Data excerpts
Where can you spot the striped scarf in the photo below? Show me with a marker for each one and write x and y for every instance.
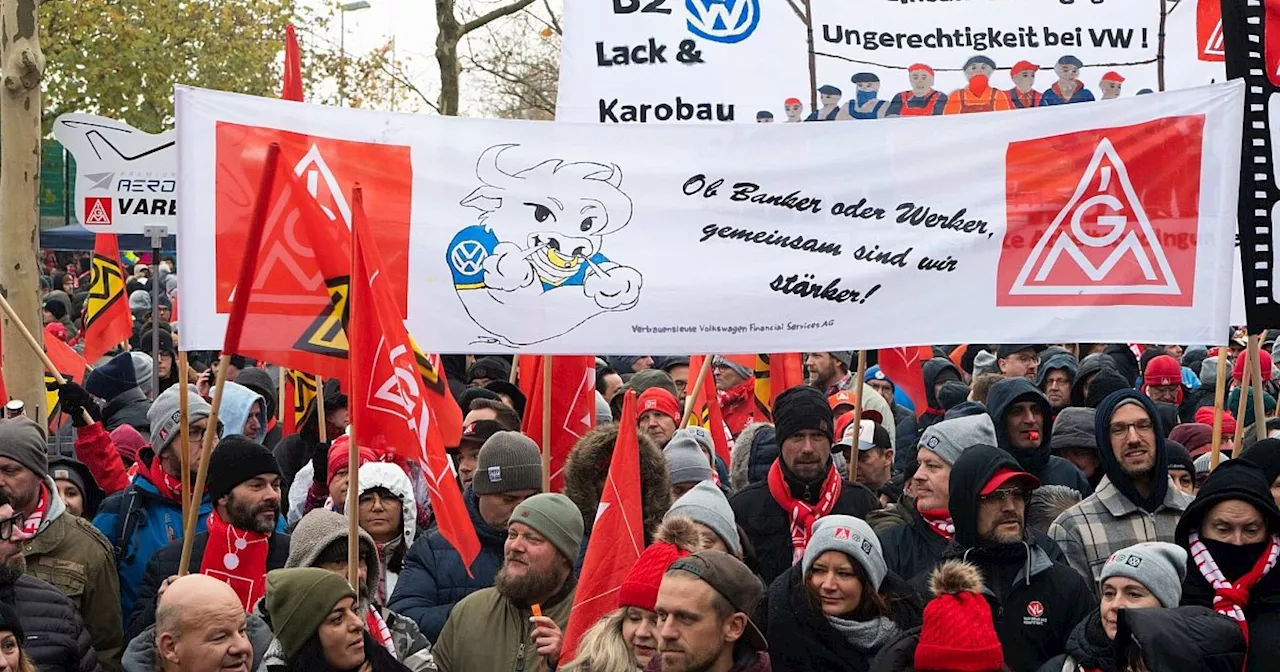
(1232, 598)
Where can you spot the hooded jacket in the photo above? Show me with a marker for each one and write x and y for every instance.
(1050, 469)
(434, 577)
(1014, 575)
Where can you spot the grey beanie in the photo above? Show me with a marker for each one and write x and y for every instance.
(23, 440)
(1159, 566)
(951, 437)
(707, 504)
(508, 461)
(556, 517)
(851, 536)
(142, 369)
(165, 417)
(686, 462)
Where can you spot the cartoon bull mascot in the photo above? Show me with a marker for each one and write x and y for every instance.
(533, 268)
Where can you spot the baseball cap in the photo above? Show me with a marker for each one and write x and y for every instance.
(1005, 475)
(734, 581)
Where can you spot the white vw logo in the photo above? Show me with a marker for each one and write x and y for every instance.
(467, 256)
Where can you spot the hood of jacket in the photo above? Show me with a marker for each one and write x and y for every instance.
(142, 656)
(588, 466)
(1000, 401)
(319, 529)
(932, 369)
(393, 479)
(1107, 457)
(237, 403)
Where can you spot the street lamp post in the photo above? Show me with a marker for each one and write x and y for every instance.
(342, 42)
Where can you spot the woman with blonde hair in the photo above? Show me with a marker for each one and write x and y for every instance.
(627, 639)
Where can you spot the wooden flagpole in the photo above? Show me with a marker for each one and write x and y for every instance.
(858, 415)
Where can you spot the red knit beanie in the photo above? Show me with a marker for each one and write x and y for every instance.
(675, 539)
(958, 634)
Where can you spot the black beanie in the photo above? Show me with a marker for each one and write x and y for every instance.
(236, 460)
(800, 408)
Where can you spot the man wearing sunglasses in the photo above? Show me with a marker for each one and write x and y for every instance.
(1136, 501)
(1034, 602)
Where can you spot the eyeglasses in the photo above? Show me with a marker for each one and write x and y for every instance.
(8, 525)
(1006, 494)
(1121, 429)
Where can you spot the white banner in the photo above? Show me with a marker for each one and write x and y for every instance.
(1077, 223)
(731, 60)
(126, 179)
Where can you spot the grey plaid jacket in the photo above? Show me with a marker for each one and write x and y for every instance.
(1107, 521)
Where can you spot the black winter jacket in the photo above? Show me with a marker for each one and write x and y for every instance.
(56, 638)
(1050, 469)
(164, 565)
(768, 526)
(803, 640)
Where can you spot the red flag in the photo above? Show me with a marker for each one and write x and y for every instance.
(572, 406)
(108, 321)
(65, 360)
(617, 535)
(905, 368)
(292, 88)
(392, 410)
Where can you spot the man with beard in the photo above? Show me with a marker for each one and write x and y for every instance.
(1136, 501)
(1232, 534)
(496, 627)
(1036, 602)
(801, 487)
(243, 540)
(63, 549)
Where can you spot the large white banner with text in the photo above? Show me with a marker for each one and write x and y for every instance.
(1069, 224)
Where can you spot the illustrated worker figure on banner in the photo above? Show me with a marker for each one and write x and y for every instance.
(830, 97)
(867, 103)
(1024, 95)
(1068, 88)
(979, 95)
(1111, 85)
(922, 100)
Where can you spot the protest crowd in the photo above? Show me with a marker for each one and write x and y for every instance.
(1023, 507)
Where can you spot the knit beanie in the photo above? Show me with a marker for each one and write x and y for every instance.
(113, 378)
(853, 538)
(1156, 565)
(708, 506)
(686, 462)
(947, 439)
(165, 419)
(958, 634)
(142, 369)
(801, 408)
(675, 539)
(23, 442)
(298, 600)
(658, 400)
(236, 460)
(553, 516)
(508, 461)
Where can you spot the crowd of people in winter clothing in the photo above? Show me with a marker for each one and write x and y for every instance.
(1040, 508)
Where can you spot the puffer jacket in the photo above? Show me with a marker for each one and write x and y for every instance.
(391, 556)
(56, 638)
(434, 577)
(155, 521)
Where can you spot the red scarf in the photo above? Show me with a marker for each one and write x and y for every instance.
(31, 521)
(803, 515)
(237, 557)
(940, 521)
(1232, 598)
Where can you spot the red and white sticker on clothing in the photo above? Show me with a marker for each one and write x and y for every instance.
(1104, 218)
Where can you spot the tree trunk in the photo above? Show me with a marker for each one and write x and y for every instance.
(22, 67)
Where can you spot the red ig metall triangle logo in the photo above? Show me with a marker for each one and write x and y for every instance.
(1104, 218)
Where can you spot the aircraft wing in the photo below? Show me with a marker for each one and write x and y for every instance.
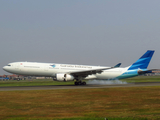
(85, 73)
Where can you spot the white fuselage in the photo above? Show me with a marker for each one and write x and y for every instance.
(51, 69)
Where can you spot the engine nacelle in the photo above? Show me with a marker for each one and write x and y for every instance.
(64, 77)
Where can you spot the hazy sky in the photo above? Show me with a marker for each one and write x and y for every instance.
(90, 32)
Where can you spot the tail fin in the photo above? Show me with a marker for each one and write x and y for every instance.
(143, 62)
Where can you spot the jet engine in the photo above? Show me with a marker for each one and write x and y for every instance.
(64, 77)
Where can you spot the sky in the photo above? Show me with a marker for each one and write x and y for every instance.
(85, 32)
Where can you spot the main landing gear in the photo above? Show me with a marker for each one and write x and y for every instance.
(80, 83)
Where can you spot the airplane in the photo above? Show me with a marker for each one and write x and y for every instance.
(77, 73)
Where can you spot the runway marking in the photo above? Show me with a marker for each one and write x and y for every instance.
(50, 87)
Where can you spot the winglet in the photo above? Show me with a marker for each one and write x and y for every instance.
(118, 65)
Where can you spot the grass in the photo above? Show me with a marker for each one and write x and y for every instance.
(51, 82)
(132, 103)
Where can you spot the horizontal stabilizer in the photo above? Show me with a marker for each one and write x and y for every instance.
(118, 65)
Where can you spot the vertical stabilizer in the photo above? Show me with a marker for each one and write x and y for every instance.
(143, 62)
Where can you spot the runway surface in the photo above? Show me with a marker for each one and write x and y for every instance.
(50, 87)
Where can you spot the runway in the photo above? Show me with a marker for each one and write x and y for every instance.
(51, 87)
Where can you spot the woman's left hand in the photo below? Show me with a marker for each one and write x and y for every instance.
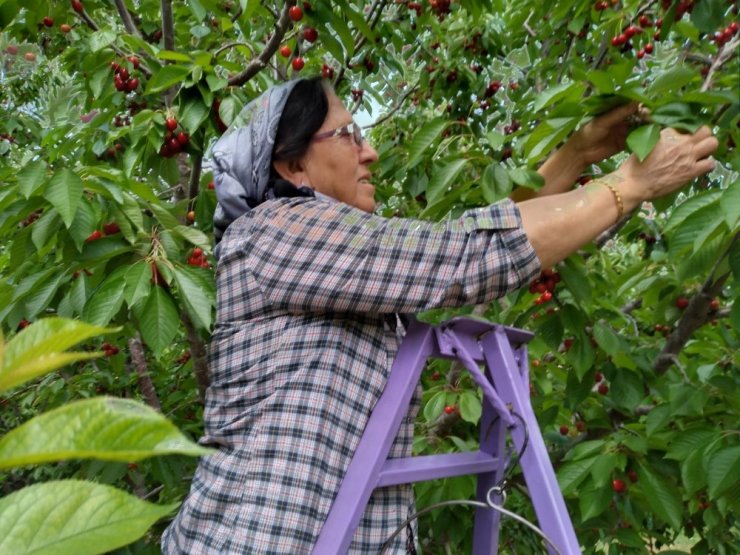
(603, 136)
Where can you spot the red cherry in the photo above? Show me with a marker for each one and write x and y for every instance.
(295, 13)
(310, 34)
(94, 236)
(327, 72)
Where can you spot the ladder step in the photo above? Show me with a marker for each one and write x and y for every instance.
(429, 467)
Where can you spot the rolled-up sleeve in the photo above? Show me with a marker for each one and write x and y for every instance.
(311, 255)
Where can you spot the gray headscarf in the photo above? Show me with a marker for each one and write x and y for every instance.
(243, 155)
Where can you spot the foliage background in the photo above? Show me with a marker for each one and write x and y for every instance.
(470, 96)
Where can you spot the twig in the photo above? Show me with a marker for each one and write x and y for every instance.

Your goal — Reproduce every record above exactly, but leave out the pictures.

Response to this exercise —
Where can you spot the striped scarf in the photo below? Show me with a marker for each one and write x and y for every instance.
(1232, 598)
Where can you spot the hooded jacket in the photo above? Show me with a marker for each one and write x and y for every instance.
(1050, 469)
(434, 577)
(1014, 575)
Where can you spot the grey beanie in the photo above? Show me with a marker for each one and write x and y for every instance.
(23, 440)
(1159, 566)
(951, 437)
(707, 504)
(508, 461)
(556, 517)
(851, 536)
(142, 369)
(165, 417)
(686, 462)
Where can you spot the cartoon bull mascot in the photo above? Show me with a marker for each one and write x and y for every instance.
(533, 268)
Where can you spot the baseball cap in the photo above? Show me with a marker for each one and write x and y for every instance.
(1005, 475)
(734, 581)
Where can you spot the white vw logo in the photo above? Show me with a marker for each one and write x and y for every instance.
(467, 256)
Where can you spot the hood of jacket in the photo above? Show me with a marker for each one and write x and y for every instance.
(142, 656)
(588, 466)
(1000, 401)
(319, 529)
(932, 369)
(393, 479)
(1107, 457)
(237, 403)
Where can you spot the street lamp post in the photo above? Show me with a marker for each one and write x and y for every instance.
(342, 42)
Where can you spot the woman with blonde hair in the photo above? Show me with a marker for each one and write x and y for every instance.
(627, 639)
Where can you spot the wooden flagpole in the photo above? Show me with a marker for each one and write x and y for every instance.
(858, 415)
Where can you spot the red knit beanie in the photo above? Show me with a marker for each one and write x and y for every instance.
(675, 539)
(958, 634)
Where can you spot the black beanie in the photo above? Show me with a marker for each one and write x and y for every instance.
(236, 460)
(800, 408)
Where can you spot the man wearing sunglasses in the photo above? Show me with a marker for each one and write x and y for every instance.
(1136, 501)
(1034, 602)
Where can you spot the eyeglasses in the photo above? Show me with a marker for each one and write x and y for every instance.
(8, 525)
(1006, 494)
(1121, 429)
Where can you spot the white banner in the photo above? Show me with a marker for each one and write x and y for every instance.
(1077, 223)
(731, 60)
(126, 179)
Where can you spot the grey plaid jacket in the photo above? Show me with a marker for each one and write x and y for every instance.
(1107, 521)
Where can you spot the black winter jacket in the photo above? Show me with a marker for each one and write x and y for every instance.
(56, 638)
(1050, 469)
(164, 565)
(768, 526)
(803, 640)
Where can you spot the red flag in the photo above? Show me with a marker for each one and write x and y for every instance.
(572, 406)
(108, 321)
(65, 360)
(617, 535)
(905, 368)
(292, 88)
(392, 410)
Where can you spot the man with beard in the photo above? Show me with a marker for each one and write x and y for every instance.
(1136, 501)
(1232, 534)
(496, 627)
(1036, 602)
(801, 487)
(243, 540)
(63, 549)
Where can you spot the large white banner with text in the photo above? Show me with a marker for each one and write x and y for every instance.
(1069, 224)
Where can you spot the illustrated worker figure on banner in the photo above? Show me with a marker for each one and write x and y for every instance.
(830, 97)
(867, 103)
(1024, 95)
(1068, 88)
(979, 95)
(1111, 85)
(922, 100)
Where can you spot the protest crowd in the photo above? Show me with a marker for each one and write x and y for every instance.
(1023, 507)
Where can you spot the knit beanie in the photo above? Show me with a marker for each one and write x and y for every instance.
(113, 378)
(853, 538)
(1156, 565)
(708, 506)
(686, 462)
(947, 439)
(165, 419)
(958, 634)
(142, 369)
(801, 408)
(675, 539)
(23, 442)
(298, 600)
(658, 400)
(236, 460)
(553, 516)
(508, 461)
Where can you spot the crowd of people in winter clothing in the photo above? Show me with a marker for each one and write x and y for every instance.
(1040, 508)
Where can you spot the puffer jacket in the photo above? Show me with a marker for each one and write x and y for every instance.
(391, 556)
(56, 638)
(434, 577)
(155, 521)
Where can you spot the red scarf in the photo above? Show me with a marker for each one and write x and y for every instance.
(31, 521)
(803, 515)
(237, 557)
(940, 521)
(1232, 598)
Where can you spot the red and white sticker on clothing in the photo above? Show me with a marker for each one and write x and y for every instance.
(1104, 218)
Where can you spot the tree trunk in the photo above? Show me with a marker for each one and write x and y for every instance.
(22, 67)
Where can you spot the red ig metall triangle logo in the photo above? Show me with a marker for each one and write x and y for every instance.
(1104, 218)
Where can you spot the aircraft wing in the photo below? Show me with a marker for each one and write x and y for every instance.
(85, 73)
Where can you spot the white fuselage in the photo above? Show me with a marker for each one and write x and y for every instance.
(51, 69)
Where can you spot the engine nacelle in the photo above? Show me with a marker for each one and write x and y for every instance.
(64, 77)
Where can you spot the hazy sky in the photo above? Show me with a marker for each one and write x and y for every instance.
(90, 32)
Where can you spot the tail fin in the photo above? Show me with a marker for each one and write x and y for every instance.
(143, 62)
Where can you spot the jet engine in the photo above? Show me with a marker for each one and write x and y for every instance.
(64, 77)
Where can you spot the sky in the photo above? Show me with a marker for each one and write x and y for every instance.
(85, 32)
Where can you spot the main landing gear in the photo above? Show me with a marker for each one and write x and y for every instance.
(80, 83)
Where can you spot the airplane in the photo above? Show me with a marker for each one and write x and y for every instance.
(77, 73)
Where can you spot the runway marking in the photo above? Show me with a marker for each one and write x and y for every instance.
(50, 87)
Where can you spot the winglet in the photo above? Show me with a marker for each one and write x and y for every instance.
(118, 65)
Where can you spot the grass in the photo above? Show me with a marker for each one and write x and y for every instance.
(51, 82)
(132, 103)
Where can you spot the horizontal stabilizer in the photo above? Show me with a marker for each one and write x and y for every instance.
(118, 65)
Where can you spot the vertical stabilizer in the photo above? Show me with a marker for each one and write x and y for every instance.
(143, 62)
Where can you spot the runway surface in the photo above? Show me with a marker for each one and write x and y for every instance.
(50, 87)
Where can you spot the runway in the photo above? Show me with a marker for each one and write x and y for every instance.
(51, 87)
Where can you spot the woman's left hand in the photo below? Show me with a marker for each one and write x and y for every instance.
(603, 136)
Where can you spot the red cherry in the photo above? Show me with a marker for each one and write x and y for every instance.
(295, 13)
(310, 34)
(94, 236)
(327, 72)
Where can you spot the ladder step in the photo above? Show me with a marker for each one and write x and y for every instance.
(429, 467)
Where can you spot the rolled-up sleeve in the photo above? Show me with a marker for each one and write x and y for every instance.
(311, 255)
Where can you spot the gray headscarf in the photo above? Show me with a marker for each one and write x and y for every instance.
(243, 155)
Where can you spot the foliage background in the photo above? Show me with a marker for each one and write x and y for every instance.
(470, 96)
Where can you spot the twig in the photo above? Show me with a marker for each one and write x and y for every instance.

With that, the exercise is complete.